Work required => Would you retype every line below without changing anything?
*** Records to process ***
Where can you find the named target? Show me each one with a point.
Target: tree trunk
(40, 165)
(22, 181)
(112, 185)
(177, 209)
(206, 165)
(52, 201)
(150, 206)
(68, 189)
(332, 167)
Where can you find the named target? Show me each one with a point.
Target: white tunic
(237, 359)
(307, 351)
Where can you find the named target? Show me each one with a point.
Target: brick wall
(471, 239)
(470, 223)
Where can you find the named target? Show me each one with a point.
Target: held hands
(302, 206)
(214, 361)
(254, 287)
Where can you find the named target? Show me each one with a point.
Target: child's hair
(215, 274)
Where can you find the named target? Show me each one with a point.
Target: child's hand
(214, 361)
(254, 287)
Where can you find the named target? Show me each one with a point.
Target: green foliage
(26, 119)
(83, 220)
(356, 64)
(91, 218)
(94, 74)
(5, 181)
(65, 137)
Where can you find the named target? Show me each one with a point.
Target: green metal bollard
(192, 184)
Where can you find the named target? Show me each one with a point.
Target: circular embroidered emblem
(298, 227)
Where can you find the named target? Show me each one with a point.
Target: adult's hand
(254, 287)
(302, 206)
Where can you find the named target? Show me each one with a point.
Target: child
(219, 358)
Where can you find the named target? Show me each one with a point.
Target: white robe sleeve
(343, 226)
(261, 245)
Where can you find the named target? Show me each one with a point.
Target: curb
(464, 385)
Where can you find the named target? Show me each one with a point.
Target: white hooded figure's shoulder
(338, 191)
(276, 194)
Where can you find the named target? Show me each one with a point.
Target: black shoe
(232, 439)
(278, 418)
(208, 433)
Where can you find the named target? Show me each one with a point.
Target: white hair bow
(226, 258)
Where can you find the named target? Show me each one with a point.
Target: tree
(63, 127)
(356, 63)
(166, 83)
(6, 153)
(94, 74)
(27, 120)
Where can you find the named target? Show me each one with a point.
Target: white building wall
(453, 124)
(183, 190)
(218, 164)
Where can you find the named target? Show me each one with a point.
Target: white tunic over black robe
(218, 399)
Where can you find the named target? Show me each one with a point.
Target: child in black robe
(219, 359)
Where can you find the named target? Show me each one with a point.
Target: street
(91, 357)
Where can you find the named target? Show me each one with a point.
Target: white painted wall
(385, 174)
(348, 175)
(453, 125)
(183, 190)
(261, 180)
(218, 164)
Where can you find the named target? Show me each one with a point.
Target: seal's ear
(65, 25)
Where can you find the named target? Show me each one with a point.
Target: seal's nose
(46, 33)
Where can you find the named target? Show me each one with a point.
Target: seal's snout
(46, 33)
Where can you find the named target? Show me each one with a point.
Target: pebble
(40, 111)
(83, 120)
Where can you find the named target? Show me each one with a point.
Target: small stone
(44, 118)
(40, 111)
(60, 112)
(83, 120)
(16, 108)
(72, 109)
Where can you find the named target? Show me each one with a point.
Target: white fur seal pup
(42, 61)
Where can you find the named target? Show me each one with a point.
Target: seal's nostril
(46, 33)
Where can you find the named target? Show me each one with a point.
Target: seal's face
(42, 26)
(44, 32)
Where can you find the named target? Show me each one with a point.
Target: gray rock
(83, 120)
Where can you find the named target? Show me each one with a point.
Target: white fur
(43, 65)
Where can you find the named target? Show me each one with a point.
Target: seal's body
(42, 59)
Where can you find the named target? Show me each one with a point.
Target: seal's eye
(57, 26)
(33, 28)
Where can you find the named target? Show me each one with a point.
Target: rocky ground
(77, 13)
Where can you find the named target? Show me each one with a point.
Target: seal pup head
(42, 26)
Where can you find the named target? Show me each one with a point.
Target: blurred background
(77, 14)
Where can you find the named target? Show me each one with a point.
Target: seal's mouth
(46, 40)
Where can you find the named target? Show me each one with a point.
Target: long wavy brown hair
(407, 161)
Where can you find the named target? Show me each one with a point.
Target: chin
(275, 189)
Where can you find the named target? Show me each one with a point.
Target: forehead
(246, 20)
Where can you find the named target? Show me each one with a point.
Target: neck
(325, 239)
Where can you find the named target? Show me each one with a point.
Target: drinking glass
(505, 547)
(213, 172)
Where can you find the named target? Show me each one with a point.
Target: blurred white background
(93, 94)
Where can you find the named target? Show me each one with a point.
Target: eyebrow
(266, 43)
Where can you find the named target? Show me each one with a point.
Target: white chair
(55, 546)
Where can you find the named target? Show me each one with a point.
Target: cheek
*** End of Records to process ***
Completed exercise =>
Where can you find the named target? Show me each one with a point.
Target: tree trunk
(40, 165)
(22, 181)
(112, 185)
(177, 209)
(206, 165)
(52, 201)
(150, 206)
(68, 189)
(332, 167)
Where can you find the named target? Show me each one with a point.
Target: white tunic
(237, 359)
(307, 351)
Where can you find the named target? Show me each one with a point.
Target: brick wall
(471, 239)
(470, 223)
Where can you find the named target? Show me each one with a point.
Target: held hands
(302, 206)
(214, 361)
(254, 287)
Where can you find the named target? Show me each one with a point.
Target: child's hair
(215, 274)
Where can you find the named target? Show me each one with a point.
Target: child's hand
(214, 361)
(254, 287)
Where can you find the named target? Show me each one with a point.
Target: green foliage
(26, 119)
(83, 220)
(356, 64)
(91, 218)
(94, 74)
(5, 181)
(65, 137)
Where can you find the named target? Show me each one with a point.
Target: green metal bollard
(192, 184)
Where can you find the named target? Show me each one with a point.
Target: circular embroidered emblem
(298, 227)
Where can you find the named target? Show me each one with a point.
Target: adult's hand
(254, 287)
(302, 206)
Where can you find the named target? Show me each one with a point.
Target: child
(219, 358)
Where can you find the named target? Show me each one with a point.
Target: white robe sleeve
(343, 226)
(261, 245)
Where can you find the named target? Show me each one with a point.
Target: curb
(464, 385)
Where can you find the named target? Show me each one with a point.
Target: white hooded figure's shoulder
(338, 191)
(276, 194)
Where can you find the named target? Show me each one with a point.
Target: black shoe
(232, 439)
(278, 418)
(208, 433)
Where can you find the named target? Show me each one with a point.
Target: white hair bow
(226, 258)
Where can you find the named target? Show me each one with a point.
Target: tree
(63, 127)
(356, 63)
(166, 83)
(6, 153)
(94, 74)
(27, 120)
Where can you find the named target? Show me each one with a point.
Target: white building wall
(453, 124)
(183, 190)
(218, 164)
Where can you find the named target? Show me each one with a point.
Target: white tunic over black robe
(218, 399)
Where can you find the named target? Show me each one with a point.
Target: child in black robe
(219, 359)
Where can you find the named target? Show me each one with a point.
Target: street
(91, 357)
Where can you find the named target? Show me each one with a point.
Target: white painted wall
(385, 174)
(348, 175)
(453, 125)
(183, 190)
(261, 180)
(218, 164)
Where can you find the named target? Show me each one with a point.
Target: seal's ear
(65, 25)
Where can you find the named target? Show me each one with a point.
Target: seal's nose
(46, 33)
Where can you find the named target? Show me each one with a point.
Target: seal's snout
(46, 33)
Where can you find the named target? Show me each one with a point.
Target: pebble
(40, 111)
(83, 120)
Where can you find the named target? Show me each one with a point.
Target: small stone
(44, 118)
(40, 111)
(60, 112)
(83, 120)
(16, 108)
(72, 109)
Where can you find the named target? Show me each one with a point.
Target: white fur seal pup
(42, 61)
Where can you find the named target? Show me each one with a point.
Target: seal's nostril
(46, 33)
Where can you find the named target? Show me each one with a point.
Target: seal's face
(42, 26)
(44, 32)
Where can you find the named target? Show me each one with a point.
Target: gray rock
(83, 120)
Where can you find the named target? Show me each one with a point.
Target: white fur
(43, 65)
Where can you find the named target? Show me each one with a point.
Target: seal's body
(42, 59)
Where can you find the named target? Show me each one with a point.
Target: seal's eye
(57, 26)
(33, 28)
Where can you find the named target? Show me each one with a point.
Target: rocky ground
(77, 13)
Where can you find the named target? Show me each one with a point.
Target: seal pup head
(42, 26)
Where can you find the named target? Show me each one with a point.
Target: blurred background
(77, 14)
Where can you find the named target? Show me each one with a point.
Target: seal's mouth
(46, 40)
Where can you find the named target? Show me each one with a point.
Target: long wavy brown hair
(407, 161)
Where can you find the named target? Show me each one with a point.
Target: chin
(275, 189)
Where can you find the named target? Show me each one with a point.
Target: forehead
(246, 20)
Where can you find the named target? Show me each one with a point.
Target: neck
(325, 239)
Where can you find the named target? Show me each one with a point.
Target: drinking glass
(505, 547)
(213, 172)
Where can you find the named target? Show me each one with a point.
Target: blurred white background
(93, 94)
Where can you find the named target? Show me each one with a point.
Target: eyebrow
(266, 43)
Where can you find the named target? Show me each one with a point.
Target: white chair
(55, 546)
Where can you find the named target? Show me each one with a point.
Target: cheek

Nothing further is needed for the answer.